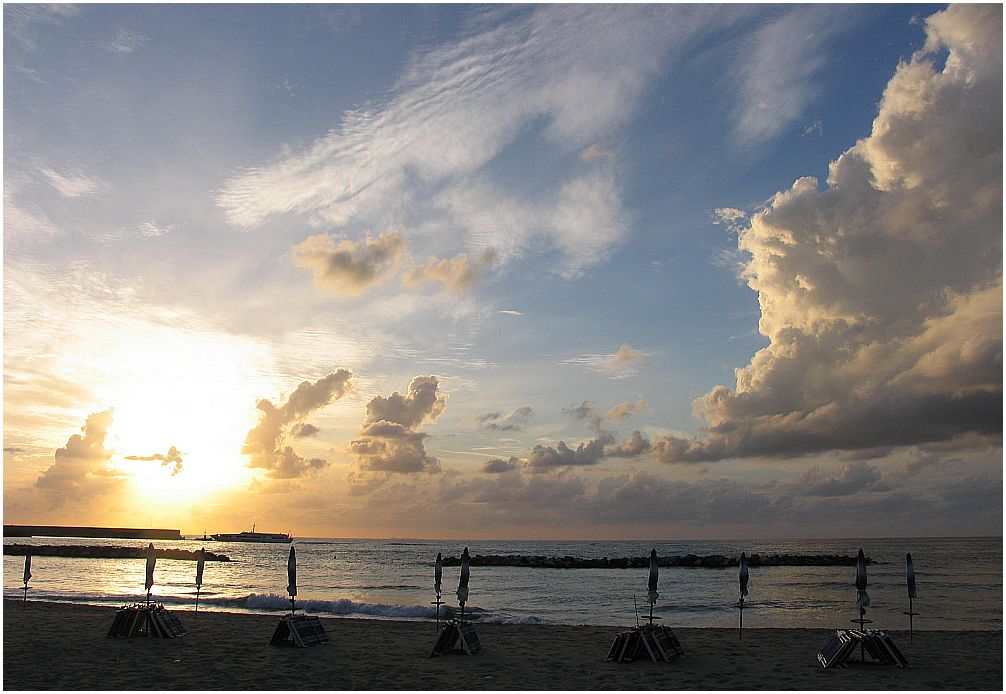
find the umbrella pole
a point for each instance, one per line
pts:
(911, 616)
(740, 626)
(862, 621)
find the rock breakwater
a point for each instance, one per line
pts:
(686, 560)
(92, 552)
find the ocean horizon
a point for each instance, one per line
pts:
(960, 581)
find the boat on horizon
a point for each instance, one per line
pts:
(253, 536)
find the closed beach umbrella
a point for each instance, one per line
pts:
(151, 561)
(654, 573)
(465, 573)
(438, 573)
(911, 576)
(862, 598)
(199, 565)
(743, 574)
(292, 573)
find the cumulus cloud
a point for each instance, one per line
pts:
(266, 444)
(498, 421)
(81, 471)
(881, 296)
(854, 477)
(346, 268)
(498, 465)
(594, 152)
(625, 409)
(172, 458)
(457, 275)
(388, 441)
(633, 447)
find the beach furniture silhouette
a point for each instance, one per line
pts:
(302, 631)
(877, 644)
(438, 577)
(654, 641)
(743, 593)
(459, 630)
(912, 594)
(27, 576)
(146, 620)
(200, 564)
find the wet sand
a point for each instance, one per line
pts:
(49, 646)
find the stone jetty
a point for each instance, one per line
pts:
(687, 560)
(93, 552)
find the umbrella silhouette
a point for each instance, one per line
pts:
(912, 591)
(199, 565)
(463, 583)
(438, 586)
(439, 573)
(912, 594)
(743, 592)
(743, 575)
(651, 584)
(862, 597)
(292, 578)
(27, 575)
(151, 562)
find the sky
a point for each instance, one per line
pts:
(570, 272)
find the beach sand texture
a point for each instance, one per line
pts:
(48, 646)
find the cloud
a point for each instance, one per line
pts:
(388, 441)
(625, 409)
(498, 465)
(265, 445)
(583, 219)
(633, 447)
(573, 73)
(152, 230)
(22, 21)
(498, 421)
(304, 429)
(881, 296)
(71, 184)
(855, 477)
(594, 152)
(172, 458)
(457, 275)
(623, 363)
(126, 41)
(776, 68)
(81, 471)
(348, 269)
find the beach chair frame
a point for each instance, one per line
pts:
(301, 631)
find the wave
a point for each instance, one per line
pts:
(276, 602)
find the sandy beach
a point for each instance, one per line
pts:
(48, 646)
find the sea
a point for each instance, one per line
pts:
(959, 581)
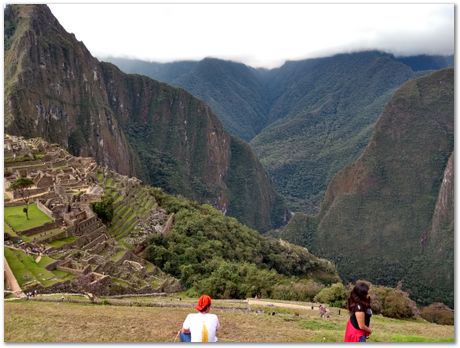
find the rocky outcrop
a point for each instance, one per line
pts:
(55, 88)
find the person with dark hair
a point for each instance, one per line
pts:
(201, 326)
(359, 306)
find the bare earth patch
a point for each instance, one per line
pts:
(30, 321)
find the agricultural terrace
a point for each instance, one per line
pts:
(16, 218)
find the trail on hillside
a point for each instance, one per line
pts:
(11, 280)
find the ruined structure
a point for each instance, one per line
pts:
(64, 188)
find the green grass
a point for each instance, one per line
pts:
(61, 242)
(118, 255)
(32, 321)
(46, 234)
(9, 230)
(15, 217)
(26, 270)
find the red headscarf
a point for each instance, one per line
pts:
(203, 301)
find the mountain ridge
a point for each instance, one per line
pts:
(55, 88)
(338, 98)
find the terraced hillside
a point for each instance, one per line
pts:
(153, 242)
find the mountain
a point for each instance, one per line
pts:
(425, 62)
(388, 217)
(232, 90)
(306, 119)
(190, 246)
(55, 88)
(324, 111)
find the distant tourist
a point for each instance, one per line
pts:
(322, 311)
(201, 326)
(359, 306)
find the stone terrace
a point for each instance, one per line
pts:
(64, 187)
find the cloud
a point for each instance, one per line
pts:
(262, 35)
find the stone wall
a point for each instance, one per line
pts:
(44, 209)
(39, 229)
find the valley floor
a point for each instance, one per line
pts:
(35, 321)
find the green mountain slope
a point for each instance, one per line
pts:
(388, 217)
(325, 118)
(56, 89)
(232, 90)
(306, 119)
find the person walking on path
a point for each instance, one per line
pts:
(359, 306)
(201, 326)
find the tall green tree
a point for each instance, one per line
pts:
(21, 186)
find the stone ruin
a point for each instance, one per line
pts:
(64, 187)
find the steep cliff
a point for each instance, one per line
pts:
(388, 217)
(54, 88)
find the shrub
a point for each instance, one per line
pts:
(438, 313)
(398, 305)
(297, 291)
(393, 303)
(335, 295)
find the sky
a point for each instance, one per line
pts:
(260, 35)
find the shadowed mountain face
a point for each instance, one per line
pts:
(54, 88)
(306, 119)
(388, 217)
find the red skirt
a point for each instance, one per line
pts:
(352, 334)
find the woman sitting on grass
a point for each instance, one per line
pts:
(201, 326)
(359, 306)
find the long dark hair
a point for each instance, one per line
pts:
(359, 296)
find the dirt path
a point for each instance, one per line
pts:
(11, 280)
(253, 302)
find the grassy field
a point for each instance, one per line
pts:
(16, 218)
(26, 270)
(29, 321)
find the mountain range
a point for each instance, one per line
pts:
(306, 119)
(388, 216)
(55, 88)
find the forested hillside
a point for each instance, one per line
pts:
(388, 217)
(306, 119)
(55, 89)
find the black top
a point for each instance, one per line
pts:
(367, 317)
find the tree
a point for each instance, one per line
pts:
(21, 186)
(104, 209)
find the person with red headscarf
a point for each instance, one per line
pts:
(201, 326)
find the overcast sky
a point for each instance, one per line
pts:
(260, 35)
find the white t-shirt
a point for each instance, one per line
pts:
(202, 325)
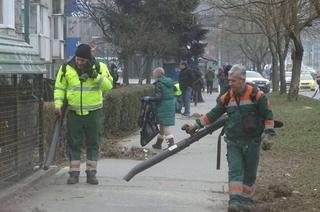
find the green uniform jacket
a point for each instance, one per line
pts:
(164, 101)
(82, 97)
(234, 126)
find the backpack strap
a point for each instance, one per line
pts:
(227, 98)
(64, 70)
(253, 95)
(97, 65)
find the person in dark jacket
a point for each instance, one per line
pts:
(197, 86)
(250, 124)
(223, 79)
(186, 79)
(114, 74)
(209, 76)
(164, 106)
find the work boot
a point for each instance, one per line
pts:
(170, 140)
(158, 144)
(73, 177)
(91, 177)
(233, 209)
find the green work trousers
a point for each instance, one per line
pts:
(243, 160)
(82, 130)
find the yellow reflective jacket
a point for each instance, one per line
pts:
(85, 96)
(177, 90)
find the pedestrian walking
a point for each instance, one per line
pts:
(197, 86)
(82, 82)
(209, 77)
(318, 88)
(164, 106)
(223, 79)
(114, 74)
(186, 79)
(177, 94)
(250, 124)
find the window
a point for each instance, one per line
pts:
(33, 19)
(1, 13)
(56, 6)
(7, 13)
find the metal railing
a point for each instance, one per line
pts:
(21, 142)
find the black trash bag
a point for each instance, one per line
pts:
(147, 122)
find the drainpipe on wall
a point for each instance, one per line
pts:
(26, 20)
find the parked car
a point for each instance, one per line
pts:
(307, 82)
(288, 77)
(258, 80)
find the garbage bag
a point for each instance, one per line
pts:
(147, 122)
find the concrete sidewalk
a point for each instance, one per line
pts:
(187, 181)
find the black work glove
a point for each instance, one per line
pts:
(190, 128)
(93, 74)
(83, 77)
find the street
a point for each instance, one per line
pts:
(187, 181)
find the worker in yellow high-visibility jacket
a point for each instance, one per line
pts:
(82, 82)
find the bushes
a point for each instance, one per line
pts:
(121, 112)
(121, 109)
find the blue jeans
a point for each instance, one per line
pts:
(186, 95)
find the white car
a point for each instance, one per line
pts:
(257, 79)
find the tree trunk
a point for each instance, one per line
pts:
(148, 70)
(282, 54)
(275, 68)
(259, 66)
(297, 54)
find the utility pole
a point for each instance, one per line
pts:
(26, 20)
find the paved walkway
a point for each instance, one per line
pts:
(187, 181)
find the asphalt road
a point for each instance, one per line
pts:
(187, 181)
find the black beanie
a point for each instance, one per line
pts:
(84, 51)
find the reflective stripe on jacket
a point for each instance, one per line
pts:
(82, 97)
(177, 90)
(234, 127)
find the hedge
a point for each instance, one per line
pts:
(121, 111)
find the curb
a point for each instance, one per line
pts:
(26, 183)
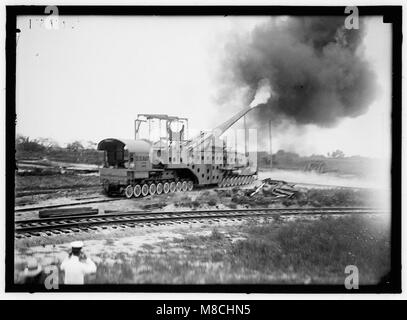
::::
## DIRECTIONS
Across the listing, count every line with the word "wall" in it. Answer with the number alone.

## EXERCISE OUTPUT
2